Aufgaben →
1. Schreib den Text zum Schwertvers ab den Worten „Kommentar: Tötet sie“ ab und hör nach „Nehmt sie gefangen.“ auf. Ersetze dabei „Bezirk“ durch „Gebiet“.
2. Führe den Text über den Schwertvers und at-Tabaris Kommentar dazu nach seinem letzten Satz fort.

Dokumenttext →
# # #
Ihnen gegenüber müsst ihr die mit ihnen getroffene Abmachung vollständig einhalten, bis die ihnen zugestandene Frist abgelaufen ist. Gott liebt die, die (ihn) fürchten.

Darauf folgt der Schwertvers:

«فَإِذَا انسَلَخَ الْأَشْهُرُ الْحُرُمُ فَاقْتُلُوا الْمُشْرِكِينَ حَيْثُ وَجَدتُّمُوهُمْ وَخُذُوهُمْ وَاحْصُرُوهُمْ وَاقْعُدُوا لَهُمْ كُلَّ مَرْصَدٍ ۚ»

„fa-iḏā nsalaḫa l-ašhuru l-ḥurumu fa-qtulū l-mušrikīna ḥaiṯu waǧadtumūhum wa-ḫuḏūhum wa-ḥṣurūhum wa-qʿudū lahum kulla marṣadin“

„Und wenn nun die heiligen Monate abgelaufen sind, dann tötet die Heiden, wo (immer) ihr sie findet, greift sie, umzingelt sie und lauert ihnen überall auf!“

In der Fortsetzung heißt es dann:

«فَإِن تَابُوا وَأَقَامُوا الصَّلَاةَ وَءَاتَوُا الزَّكَاةَ فَخَلُّوا سَبِيلَهُمْ ۚ»

„fa-in tābū wa-aqāmū aṣ-ṣalāta wa-ātū z-zakāta fa-ḫallū sabīlahum“

„Wenn sie sich aber bekehren, das Gebet verrichten und die Almosensteuer geben, dann lasst sie ihres Weges ziehen!“

Surat at-Tauba, Vers 5, Übersetzung: Rudi Paret

Bei at-Tabari, in einem der wichtigsten Korankommentare der klassischen islamischen Literatur, wird die zitierte Stelle in ihren einzelnen Satzteilen genau erläutert:

Und wenn nun die heiligen Monate abgelaufen sind, …:

Kommentar: für diejenigen, die keinen Vertrag (mit den Muslimen) haben, oder einen Vertrag haben, diesen aber durch ihre Feindschaft gegenüber dem Gesandten Gottes und seinen Gefährten verletzt haben, oder für diejenigen, die entweder einen befristeten oder unbefristeten Vertrag hatten…

dann tötet die Heiden, …:

Kommentar: Tötet sie „wo immer ihr sie findet“, d. h. wo ihr sie antrefft, im heiligen Bezirk oder im nicht heiligen Bezirk, in den heiligen oder nicht heiligen Monaten.

greift sie, …:

Kommentar: Nehmt sie gefangen.
# # #
Datenauszüge →

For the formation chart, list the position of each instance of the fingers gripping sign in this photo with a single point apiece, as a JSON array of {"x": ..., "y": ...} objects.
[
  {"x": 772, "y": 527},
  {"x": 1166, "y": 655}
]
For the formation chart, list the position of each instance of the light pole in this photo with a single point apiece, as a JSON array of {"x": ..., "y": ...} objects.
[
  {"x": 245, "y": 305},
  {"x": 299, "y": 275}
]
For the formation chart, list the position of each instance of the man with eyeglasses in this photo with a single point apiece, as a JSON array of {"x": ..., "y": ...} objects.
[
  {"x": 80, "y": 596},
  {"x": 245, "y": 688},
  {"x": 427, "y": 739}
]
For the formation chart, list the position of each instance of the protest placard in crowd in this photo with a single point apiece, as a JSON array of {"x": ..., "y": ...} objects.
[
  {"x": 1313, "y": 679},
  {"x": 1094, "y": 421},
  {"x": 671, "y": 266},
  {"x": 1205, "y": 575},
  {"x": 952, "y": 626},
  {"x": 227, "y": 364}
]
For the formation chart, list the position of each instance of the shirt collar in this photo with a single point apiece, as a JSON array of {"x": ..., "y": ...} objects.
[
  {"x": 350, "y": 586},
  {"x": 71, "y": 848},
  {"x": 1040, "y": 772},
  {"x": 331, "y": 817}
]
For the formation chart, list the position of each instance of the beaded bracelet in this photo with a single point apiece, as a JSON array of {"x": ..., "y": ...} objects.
# # #
Lösungen →
1.
Kommentar: Tötet sie „wo immer ihr sie findet“, d. h. wo ihr sie antrefft, im heiligen Gebiet oder im nicht heiligen Gebiet, in den heiligen oder nicht heiligen Monaten.

greift sie, …:

Kommentar: Nehmt sie gefangen.

2.
umzingelt sie…:

Kommentar: Hindert sie daran, sich im Land des Islams frei zu bewegen und Mekka zu betreten.

und lauert ihnen überall auf.:

Kommentar: Lauert ihnen auf, um sie zu töten oder gefangen zu nehmen - überall, wo ihr seid, d. h. an jedem Wegrand und an jeder Beobachtungsstelle (…).

Wenn sie sich aber bekehren, …:

Kommentar: Wenn sie sich davon abwenden, was ihnen untersagt war, d. h. dem einzigen Gott andere beizugesellen (schirk) und die Prophetie seines Propheten Muhammed zu leugnen, und dafür zum Glauben an den einzigen Gott und zu seiner aufrichtigen Verehrung zurückkehren, ohne andere Gottheiten zu verehren.

das Gebet verrichten, …:

Kommentar: Sie verrichten das, was Gott ihnen als göttliche Verordnung des Gebets auferlegt hat, sie entrichten Almosensteuer, die Gott ihnen aus ihrem Vermögen zur Pflicht gemacht hat.

„dann lasst sie ihres Weges ziehen!“

Kommentar: Dann lasst sie sich frei in ihren Siedlungen bewegen und das Heiligtum betreten.

Der Hinweis auf die vier heiligen Monate der Friedenspflicht (Muharram, Radschab, Dhu l-qaʿda und Dhu l-Hiddscha) bedeutet zudem, dass die Kampfhandlungen danach wieder aufgenommen werden sollen. Die alternative Übersetzung zu wenn sie sich bekehren heißt nämlich: wenn sie reuevoll umkehren.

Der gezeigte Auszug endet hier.